ENTRIES PROVIDED -
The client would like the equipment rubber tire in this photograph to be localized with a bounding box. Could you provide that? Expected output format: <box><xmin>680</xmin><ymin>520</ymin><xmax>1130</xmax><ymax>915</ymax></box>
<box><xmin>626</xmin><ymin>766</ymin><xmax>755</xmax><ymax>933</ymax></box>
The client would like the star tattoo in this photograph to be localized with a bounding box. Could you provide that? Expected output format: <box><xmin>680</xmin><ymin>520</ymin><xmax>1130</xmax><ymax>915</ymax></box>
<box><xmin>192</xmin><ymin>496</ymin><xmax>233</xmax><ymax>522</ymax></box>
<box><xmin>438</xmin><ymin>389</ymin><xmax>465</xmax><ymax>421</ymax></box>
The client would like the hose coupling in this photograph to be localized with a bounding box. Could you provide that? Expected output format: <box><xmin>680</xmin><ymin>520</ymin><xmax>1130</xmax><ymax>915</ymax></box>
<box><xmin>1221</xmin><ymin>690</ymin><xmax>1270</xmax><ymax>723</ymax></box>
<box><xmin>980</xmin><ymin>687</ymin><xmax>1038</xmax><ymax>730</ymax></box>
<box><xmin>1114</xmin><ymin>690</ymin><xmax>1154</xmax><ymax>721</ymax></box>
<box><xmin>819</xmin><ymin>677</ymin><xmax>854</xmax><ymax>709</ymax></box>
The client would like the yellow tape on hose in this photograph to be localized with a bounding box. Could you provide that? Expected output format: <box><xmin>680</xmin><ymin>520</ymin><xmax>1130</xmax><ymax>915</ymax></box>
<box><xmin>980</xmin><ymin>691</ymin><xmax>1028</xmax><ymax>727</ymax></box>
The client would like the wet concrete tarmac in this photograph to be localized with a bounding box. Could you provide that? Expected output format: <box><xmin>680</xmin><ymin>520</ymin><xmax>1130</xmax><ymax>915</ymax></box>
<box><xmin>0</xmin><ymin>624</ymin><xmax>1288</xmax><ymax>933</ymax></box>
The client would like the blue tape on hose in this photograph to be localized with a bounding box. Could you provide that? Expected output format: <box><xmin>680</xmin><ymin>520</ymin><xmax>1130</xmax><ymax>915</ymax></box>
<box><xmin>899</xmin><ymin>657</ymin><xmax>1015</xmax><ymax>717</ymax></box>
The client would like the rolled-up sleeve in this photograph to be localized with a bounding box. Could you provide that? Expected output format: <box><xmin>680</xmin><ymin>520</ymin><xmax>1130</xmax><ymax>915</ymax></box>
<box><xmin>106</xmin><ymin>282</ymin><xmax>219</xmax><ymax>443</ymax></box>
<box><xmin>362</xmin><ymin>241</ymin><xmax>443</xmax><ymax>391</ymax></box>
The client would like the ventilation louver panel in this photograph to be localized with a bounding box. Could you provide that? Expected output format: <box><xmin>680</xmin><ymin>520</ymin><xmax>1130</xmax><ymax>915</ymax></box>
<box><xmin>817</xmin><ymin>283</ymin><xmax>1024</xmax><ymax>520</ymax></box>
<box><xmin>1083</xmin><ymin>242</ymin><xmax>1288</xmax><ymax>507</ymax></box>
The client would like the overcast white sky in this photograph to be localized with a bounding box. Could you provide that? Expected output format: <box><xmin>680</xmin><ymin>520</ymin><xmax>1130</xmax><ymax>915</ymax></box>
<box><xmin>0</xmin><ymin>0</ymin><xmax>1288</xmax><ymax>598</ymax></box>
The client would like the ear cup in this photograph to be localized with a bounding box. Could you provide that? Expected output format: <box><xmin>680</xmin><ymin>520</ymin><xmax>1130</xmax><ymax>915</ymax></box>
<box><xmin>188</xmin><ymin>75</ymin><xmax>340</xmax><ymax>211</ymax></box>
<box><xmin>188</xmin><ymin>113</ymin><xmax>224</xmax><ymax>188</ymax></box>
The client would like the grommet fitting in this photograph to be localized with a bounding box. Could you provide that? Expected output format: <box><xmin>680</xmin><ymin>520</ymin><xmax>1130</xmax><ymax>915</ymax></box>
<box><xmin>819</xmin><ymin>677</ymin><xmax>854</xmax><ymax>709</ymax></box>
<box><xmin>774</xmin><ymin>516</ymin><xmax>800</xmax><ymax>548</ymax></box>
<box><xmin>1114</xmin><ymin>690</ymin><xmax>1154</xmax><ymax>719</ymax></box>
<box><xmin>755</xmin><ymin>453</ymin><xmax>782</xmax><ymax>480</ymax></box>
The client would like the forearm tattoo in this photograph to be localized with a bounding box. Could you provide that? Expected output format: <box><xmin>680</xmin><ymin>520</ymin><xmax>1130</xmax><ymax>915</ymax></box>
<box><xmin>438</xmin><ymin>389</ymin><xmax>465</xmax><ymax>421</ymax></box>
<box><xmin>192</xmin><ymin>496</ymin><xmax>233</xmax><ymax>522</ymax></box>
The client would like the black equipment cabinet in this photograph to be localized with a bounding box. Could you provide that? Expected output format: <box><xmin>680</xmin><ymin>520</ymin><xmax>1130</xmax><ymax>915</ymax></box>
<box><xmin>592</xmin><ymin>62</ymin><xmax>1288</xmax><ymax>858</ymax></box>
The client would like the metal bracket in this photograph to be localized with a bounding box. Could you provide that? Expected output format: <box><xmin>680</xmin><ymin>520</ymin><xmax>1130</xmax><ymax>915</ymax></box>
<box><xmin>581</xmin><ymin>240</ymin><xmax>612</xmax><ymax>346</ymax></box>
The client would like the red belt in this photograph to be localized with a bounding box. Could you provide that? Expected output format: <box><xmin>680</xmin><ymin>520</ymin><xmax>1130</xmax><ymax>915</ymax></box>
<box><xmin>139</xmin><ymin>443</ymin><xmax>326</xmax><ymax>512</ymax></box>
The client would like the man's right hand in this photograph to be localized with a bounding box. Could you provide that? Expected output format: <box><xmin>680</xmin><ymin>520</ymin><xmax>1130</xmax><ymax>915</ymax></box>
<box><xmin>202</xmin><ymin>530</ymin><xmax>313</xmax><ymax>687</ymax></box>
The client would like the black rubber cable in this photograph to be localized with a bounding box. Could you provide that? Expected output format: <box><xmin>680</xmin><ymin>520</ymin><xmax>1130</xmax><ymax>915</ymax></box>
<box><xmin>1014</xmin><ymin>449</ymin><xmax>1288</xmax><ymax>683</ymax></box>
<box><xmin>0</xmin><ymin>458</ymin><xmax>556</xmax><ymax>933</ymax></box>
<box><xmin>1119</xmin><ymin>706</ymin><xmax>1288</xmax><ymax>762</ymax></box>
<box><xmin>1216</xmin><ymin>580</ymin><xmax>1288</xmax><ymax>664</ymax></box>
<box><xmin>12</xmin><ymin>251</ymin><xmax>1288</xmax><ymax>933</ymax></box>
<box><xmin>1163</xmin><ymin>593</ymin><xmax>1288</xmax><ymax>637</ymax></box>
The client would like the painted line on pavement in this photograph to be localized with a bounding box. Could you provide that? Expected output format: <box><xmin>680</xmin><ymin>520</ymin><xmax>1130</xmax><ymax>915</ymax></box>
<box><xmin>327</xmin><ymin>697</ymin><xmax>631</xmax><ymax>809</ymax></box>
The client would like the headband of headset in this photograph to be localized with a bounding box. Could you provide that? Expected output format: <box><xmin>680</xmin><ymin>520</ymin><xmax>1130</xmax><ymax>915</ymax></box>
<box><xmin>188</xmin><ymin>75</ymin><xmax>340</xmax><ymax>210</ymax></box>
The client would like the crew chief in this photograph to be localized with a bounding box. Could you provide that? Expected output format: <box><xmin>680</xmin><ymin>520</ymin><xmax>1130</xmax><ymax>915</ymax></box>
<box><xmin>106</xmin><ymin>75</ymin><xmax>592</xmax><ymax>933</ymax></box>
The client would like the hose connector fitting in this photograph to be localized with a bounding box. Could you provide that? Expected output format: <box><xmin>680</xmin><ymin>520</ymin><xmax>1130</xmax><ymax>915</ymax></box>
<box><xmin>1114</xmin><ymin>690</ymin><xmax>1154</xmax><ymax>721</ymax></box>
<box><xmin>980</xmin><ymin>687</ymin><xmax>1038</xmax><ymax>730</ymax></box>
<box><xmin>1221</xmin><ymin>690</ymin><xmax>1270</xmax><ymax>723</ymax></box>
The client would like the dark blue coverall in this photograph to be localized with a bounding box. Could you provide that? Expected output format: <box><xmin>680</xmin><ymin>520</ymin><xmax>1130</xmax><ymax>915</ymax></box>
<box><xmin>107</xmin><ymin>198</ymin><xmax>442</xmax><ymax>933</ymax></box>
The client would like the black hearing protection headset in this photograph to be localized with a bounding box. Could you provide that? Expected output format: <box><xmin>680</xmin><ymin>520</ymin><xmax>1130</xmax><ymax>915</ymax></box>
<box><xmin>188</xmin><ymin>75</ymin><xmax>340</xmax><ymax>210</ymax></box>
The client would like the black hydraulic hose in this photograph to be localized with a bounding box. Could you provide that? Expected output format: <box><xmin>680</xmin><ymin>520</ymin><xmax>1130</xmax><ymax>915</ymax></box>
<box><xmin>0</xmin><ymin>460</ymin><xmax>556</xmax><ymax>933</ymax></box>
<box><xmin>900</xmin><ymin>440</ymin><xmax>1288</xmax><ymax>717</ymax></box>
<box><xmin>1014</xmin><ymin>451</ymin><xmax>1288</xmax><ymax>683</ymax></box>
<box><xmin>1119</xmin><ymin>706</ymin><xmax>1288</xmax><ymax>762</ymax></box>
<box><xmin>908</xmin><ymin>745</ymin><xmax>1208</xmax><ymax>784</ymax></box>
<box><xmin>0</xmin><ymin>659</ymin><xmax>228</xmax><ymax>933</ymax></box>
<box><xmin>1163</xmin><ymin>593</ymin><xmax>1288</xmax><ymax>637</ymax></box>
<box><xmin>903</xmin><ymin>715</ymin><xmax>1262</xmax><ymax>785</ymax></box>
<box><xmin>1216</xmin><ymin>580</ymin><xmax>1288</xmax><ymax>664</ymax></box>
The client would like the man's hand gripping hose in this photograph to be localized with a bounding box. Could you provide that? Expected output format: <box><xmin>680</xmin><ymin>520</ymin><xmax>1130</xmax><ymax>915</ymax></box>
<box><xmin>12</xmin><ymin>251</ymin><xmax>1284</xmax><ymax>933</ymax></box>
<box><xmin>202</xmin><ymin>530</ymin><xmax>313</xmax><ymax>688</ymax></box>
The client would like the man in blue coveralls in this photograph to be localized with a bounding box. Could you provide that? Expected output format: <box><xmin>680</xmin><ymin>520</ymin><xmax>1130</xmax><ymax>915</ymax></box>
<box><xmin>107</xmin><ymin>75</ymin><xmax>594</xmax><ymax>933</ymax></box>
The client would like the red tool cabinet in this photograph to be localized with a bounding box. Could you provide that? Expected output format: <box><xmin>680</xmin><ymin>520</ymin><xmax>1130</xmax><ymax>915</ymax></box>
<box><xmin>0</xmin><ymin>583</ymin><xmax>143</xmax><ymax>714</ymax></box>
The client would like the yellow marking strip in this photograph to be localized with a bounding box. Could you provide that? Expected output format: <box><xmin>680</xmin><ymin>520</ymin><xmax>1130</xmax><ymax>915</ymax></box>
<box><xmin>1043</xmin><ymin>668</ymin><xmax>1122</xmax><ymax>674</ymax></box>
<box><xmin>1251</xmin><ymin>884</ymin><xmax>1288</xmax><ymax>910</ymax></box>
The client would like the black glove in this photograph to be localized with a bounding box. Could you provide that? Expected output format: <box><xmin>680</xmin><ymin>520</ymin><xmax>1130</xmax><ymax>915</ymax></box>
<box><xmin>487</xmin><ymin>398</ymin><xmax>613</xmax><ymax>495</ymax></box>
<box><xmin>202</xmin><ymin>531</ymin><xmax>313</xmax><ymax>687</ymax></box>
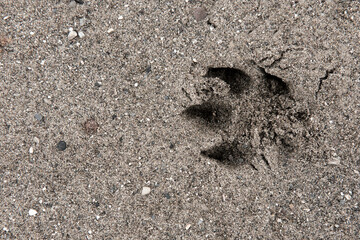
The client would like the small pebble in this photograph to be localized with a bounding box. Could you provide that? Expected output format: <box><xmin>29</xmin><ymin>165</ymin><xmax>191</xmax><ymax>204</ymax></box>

WHAT TO DO - Nothing but the lines from the line containing "The client would like the black glove" through the last line of the records above is to be extracted, exactly and with no pictures.

EXERCISE OUTPUT -
The client would like the black glove in this photograph to be localized with a bounding box. Could you provide that? Expected output format: <box><xmin>680</xmin><ymin>520</ymin><xmax>1130</xmax><ymax>915</ymax></box>
<box><xmin>487</xmin><ymin>398</ymin><xmax>613</xmax><ymax>495</ymax></box>
<box><xmin>202</xmin><ymin>531</ymin><xmax>313</xmax><ymax>687</ymax></box>
The client would like the small pebble in this photograph to be localized with a bounding box. Could you provide that? Expected output format: <box><xmin>29</xmin><ymin>165</ymin><xmax>191</xmax><ymax>204</ymax></box>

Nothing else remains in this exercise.